## [Exercise task]
Return only the lines starting at the line that contains "the white rushing" and ending with the final line of the listing; include both endpoints.
----
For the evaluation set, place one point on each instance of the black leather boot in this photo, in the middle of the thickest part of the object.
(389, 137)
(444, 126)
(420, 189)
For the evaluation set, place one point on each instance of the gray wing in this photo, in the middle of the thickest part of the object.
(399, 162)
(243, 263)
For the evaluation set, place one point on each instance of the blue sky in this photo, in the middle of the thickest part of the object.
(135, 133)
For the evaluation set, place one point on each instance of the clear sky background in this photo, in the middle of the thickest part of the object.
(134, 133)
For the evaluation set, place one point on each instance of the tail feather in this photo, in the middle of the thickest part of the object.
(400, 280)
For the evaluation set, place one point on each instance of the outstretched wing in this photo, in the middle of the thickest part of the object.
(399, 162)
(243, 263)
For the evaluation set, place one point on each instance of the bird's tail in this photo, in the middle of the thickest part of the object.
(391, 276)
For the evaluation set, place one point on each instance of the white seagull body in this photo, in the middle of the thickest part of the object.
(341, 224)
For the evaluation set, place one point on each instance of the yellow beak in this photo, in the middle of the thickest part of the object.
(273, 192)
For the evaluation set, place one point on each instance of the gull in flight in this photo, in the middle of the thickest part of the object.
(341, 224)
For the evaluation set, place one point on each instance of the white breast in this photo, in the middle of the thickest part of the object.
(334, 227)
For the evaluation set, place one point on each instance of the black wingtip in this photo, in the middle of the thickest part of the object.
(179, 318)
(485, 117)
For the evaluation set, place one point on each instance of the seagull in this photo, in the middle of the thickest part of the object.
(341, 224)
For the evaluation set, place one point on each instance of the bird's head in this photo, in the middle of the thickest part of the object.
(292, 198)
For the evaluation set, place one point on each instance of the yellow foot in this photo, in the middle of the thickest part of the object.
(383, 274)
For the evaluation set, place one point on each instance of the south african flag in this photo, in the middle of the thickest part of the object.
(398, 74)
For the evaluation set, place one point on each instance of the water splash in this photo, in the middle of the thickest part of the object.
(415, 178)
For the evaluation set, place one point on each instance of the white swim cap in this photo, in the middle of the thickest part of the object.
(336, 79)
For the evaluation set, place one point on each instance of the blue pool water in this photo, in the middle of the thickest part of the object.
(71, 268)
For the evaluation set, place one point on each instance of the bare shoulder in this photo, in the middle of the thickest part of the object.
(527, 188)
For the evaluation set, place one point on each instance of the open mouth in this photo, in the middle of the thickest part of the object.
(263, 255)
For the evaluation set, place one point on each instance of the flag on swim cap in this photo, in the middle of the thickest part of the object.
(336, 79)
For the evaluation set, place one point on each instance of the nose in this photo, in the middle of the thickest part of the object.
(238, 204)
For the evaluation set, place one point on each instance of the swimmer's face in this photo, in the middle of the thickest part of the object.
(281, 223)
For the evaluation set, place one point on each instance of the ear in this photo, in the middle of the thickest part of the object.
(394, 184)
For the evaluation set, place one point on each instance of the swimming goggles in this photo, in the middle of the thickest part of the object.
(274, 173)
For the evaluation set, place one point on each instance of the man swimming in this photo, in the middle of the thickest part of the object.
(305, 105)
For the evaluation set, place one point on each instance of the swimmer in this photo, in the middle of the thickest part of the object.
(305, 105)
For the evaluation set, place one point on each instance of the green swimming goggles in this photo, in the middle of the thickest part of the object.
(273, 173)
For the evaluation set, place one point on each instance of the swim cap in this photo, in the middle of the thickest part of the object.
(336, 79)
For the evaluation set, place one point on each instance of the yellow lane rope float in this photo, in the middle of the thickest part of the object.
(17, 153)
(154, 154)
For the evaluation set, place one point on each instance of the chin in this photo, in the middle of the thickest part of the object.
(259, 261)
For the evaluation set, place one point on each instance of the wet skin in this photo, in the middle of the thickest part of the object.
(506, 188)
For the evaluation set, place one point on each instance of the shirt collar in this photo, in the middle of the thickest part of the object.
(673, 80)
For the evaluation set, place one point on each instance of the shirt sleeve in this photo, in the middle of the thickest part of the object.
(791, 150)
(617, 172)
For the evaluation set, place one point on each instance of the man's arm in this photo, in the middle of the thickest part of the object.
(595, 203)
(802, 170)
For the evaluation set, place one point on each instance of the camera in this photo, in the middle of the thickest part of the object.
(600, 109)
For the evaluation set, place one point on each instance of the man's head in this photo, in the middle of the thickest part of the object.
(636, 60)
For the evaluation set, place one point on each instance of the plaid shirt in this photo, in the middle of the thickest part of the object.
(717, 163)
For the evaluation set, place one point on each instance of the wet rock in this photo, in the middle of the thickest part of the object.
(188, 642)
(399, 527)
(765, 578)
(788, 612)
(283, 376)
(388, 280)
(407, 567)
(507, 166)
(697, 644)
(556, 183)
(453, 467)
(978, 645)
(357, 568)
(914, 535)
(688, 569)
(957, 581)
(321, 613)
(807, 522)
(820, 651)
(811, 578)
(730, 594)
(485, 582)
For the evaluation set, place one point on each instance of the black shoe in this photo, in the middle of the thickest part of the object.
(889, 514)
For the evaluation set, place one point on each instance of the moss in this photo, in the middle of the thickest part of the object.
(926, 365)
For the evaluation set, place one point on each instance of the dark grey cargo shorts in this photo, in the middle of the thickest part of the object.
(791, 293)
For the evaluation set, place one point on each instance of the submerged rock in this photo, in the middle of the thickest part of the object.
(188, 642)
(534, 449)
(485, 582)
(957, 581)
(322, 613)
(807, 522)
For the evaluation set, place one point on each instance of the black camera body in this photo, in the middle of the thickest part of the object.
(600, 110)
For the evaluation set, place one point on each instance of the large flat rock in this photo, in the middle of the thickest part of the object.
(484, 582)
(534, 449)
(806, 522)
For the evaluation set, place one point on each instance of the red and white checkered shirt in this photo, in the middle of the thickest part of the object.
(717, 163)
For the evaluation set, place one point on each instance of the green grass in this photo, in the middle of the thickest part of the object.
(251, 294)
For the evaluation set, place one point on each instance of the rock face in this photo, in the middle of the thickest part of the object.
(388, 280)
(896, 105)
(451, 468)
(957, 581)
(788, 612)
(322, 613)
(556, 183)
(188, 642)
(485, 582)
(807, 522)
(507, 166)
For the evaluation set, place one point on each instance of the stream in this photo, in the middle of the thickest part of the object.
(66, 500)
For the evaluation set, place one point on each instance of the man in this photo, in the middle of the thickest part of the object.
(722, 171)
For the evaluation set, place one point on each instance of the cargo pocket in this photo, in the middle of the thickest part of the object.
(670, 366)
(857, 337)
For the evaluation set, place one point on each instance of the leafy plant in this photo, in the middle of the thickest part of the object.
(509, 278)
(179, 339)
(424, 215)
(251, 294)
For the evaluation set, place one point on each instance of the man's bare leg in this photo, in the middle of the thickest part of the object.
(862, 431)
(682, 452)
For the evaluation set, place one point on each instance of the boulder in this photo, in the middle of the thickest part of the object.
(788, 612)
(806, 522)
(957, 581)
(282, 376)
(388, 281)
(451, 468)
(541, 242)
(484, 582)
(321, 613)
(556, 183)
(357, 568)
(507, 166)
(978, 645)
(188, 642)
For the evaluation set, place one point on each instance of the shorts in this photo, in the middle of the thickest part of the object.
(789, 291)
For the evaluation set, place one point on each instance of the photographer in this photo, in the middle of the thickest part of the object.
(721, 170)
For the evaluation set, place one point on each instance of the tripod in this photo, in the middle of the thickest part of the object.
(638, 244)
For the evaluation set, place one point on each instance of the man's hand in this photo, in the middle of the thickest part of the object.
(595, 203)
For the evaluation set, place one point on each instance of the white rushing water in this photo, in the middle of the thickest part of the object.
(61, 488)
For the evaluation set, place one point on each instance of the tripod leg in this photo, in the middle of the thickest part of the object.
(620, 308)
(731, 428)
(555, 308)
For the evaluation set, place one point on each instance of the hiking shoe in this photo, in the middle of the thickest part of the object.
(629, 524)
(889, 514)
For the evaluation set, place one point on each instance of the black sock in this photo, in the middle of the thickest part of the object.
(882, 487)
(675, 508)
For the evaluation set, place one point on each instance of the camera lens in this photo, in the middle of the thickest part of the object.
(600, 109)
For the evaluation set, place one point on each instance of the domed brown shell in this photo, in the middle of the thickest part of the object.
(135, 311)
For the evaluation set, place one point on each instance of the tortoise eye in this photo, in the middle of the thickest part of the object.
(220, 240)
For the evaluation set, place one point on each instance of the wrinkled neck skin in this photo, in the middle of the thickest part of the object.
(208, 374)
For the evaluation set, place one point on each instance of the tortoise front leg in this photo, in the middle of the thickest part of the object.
----
## [Response]
For the evaluation set, place one point on each instance of the white rushing water in this photo, in the middle of the thickest part of the object.
(61, 488)
For the evaluation set, place one point on each instance of the tripod leg in this photo, in the middle of the thickest part of the object.
(620, 308)
(731, 428)
(555, 308)
For the evaluation set, place one point on each instance of the hiking shoe in this photo, in the middle of the thickest part of the object.
(629, 524)
(889, 514)
For the evaluation set, place one point on each instance of the black sock in this photo, in the middle of the thickest part of the object.
(882, 487)
(675, 508)
For the evaluation set, place one point on each instance of the camera lens in this photo, in the middle of the thickest part of the object.
(600, 109)
For the evaluation set, place one point on each instance of the domed brown shell in this photo, in the middle of the thickest part of the object.
(135, 311)
For the evaluation set, place one point on each instance of the tortoise eye in this photo, in the middle of the thickest part of the object.
(220, 240)
For the evaluation set, place one point on each instance of the wrinkled neck skin in this photo, in the middle of the thickest part of the object.
(208, 374)
For the evaluation set, place one point on each instance of the tortoise front leg in this photo, in the middle of the thickest part of the object.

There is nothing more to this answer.